TEXT PASSAGE: Begin
In 1991, someone suggested Briggs could adapt Wyrd Sisters for the Studio Theatre Club of Abingdon, Oxfordshire. After seeking permission from Pratchett, he did so, playing the part of Duke Felmet in the production. This was his introduction to the Discworld. He greatly enjoyed the book, and the challange of staging it, and went on to adapt Mort the following year, in which he played Death.
In 1993, they adapted Guards! Guards! and Briggs played the Patrician for the first time. He has since reprised the role in various other plays, and on official occasions such as the second Discworld Convention's Maskerade Dinner and the twinning of Ankh-Morpork with Wincanton, Somerset. Most representations of the Patrician are now modelled to a greater or lesser extent on Briggs, and many fans now find it hard to imagine Lord Vetinari looking any other way. The Discworld plays have become a tradition of the Studio Theatre Club, and Briggs now receives the manuscripts in advance, enabling the plays to premiere at the same time as the book is released.
Reading Guards! Guards!, Briggs became fascinated with the feeling that Ankh-Morpork had a shape; that it had a solid existence in the imagination, despite Pratchett's insistence that he had made it up as he went along. This feeling lead to The Streets of Ankh-Morpork, the first Discworld map, created by Briggs and Pratchett and painted by Stephen Player in 1993. The Discworld Mapp, A Tourist's Guide To Lancre and Death's Domain followed.
TEXT PASSAGE: End
SOURCE MATERIAL: Begin
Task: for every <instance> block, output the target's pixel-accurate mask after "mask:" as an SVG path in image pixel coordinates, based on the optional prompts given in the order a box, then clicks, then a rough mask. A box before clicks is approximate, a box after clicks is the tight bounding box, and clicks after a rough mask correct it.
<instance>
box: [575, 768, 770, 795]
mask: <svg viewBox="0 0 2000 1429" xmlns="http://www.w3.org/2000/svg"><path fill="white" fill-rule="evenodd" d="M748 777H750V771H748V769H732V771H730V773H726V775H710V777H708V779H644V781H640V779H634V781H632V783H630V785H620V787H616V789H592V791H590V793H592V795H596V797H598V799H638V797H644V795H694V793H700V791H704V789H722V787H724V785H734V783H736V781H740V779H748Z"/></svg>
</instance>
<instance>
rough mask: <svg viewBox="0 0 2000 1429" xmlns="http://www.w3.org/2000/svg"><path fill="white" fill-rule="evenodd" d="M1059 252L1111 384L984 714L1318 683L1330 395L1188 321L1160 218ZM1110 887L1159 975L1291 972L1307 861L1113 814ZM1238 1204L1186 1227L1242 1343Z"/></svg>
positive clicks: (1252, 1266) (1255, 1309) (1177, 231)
SOURCE MATERIAL: End
### PARTS OF THE EXERCISE:
A - List every map or guide that the passage on Briggs and the Discworld names in its last paragraph.
B - Write the next part of the passage on Briggs and the Discworld, picking up after its final sentence.

### RESULTS:
A -
The Streets of Ankh-Morpork
The Discworld Mapp
A Tourist's Guide To Lancre
Death's Domain

B -
Briggs had created an extensive database of Discworld information by this time (it has been suggested that he knows more about Pratchett's world than Pratchett does), and this was compiled into The Discworld Companion, an encyclopedia of Discworld information (including some that had never before left Pratchett's computer), published in 1995. It was later updated in 1998 and 2003.
Stephen Briggs has also been involved with such spin-offs as the Discworld Diaries and Nanny Ogg's Cookbook and has also had his adaptions of the books published. Briggs has also read several of the unabridged audiobook versions of Discworld novels released by Isis Publishing.
He has also become involved in selling Discworld related items. It started with the Unseen University scarf, and now includes pins, T-shirts, key-rings and tea towels. This cottage industry is called "CMOT Dibbler", after Ankh-Morpork's most persistent merchant venturer.